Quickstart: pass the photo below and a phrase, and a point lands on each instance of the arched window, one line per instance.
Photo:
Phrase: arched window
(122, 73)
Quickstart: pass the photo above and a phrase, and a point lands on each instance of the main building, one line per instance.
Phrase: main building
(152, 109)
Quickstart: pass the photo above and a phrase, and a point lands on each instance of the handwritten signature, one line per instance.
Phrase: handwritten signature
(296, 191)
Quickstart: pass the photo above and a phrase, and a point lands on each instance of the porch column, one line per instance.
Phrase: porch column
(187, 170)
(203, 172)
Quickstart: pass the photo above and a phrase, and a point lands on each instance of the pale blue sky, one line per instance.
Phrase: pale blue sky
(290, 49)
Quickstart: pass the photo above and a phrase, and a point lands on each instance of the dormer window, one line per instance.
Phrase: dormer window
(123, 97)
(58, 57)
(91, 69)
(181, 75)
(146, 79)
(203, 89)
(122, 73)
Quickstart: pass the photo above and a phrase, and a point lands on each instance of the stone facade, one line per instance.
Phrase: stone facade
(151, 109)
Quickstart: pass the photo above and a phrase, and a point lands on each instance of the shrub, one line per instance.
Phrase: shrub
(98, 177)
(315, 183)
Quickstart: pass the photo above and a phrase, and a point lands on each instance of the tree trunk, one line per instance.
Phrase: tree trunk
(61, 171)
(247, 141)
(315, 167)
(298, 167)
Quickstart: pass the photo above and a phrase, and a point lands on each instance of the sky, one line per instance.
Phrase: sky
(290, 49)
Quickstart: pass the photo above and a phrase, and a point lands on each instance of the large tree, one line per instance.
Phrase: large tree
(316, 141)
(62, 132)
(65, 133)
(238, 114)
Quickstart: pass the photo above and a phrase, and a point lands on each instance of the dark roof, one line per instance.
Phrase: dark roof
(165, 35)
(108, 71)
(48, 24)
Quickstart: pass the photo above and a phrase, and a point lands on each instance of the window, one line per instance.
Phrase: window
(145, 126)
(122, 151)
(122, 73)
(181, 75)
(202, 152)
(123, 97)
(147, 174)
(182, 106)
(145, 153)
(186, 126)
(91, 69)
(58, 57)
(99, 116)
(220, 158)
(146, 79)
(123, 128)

────

§ PROBLEM TO SOLVE:
Every line from the start of the material above through the line that contains "building, one line per instance." must be written out exactly, with both ends included.

§ SOLUTION TO THIS PROBLEM:
Quickstart: pass the photo below and a phrase, and a point lands on each instance of the arched window, one line per instance.
Photo:
Phrase: arched window
(122, 73)
Quickstart: pass the photo above and a phrase, and a point lands on each instance of the main building, one line per instance.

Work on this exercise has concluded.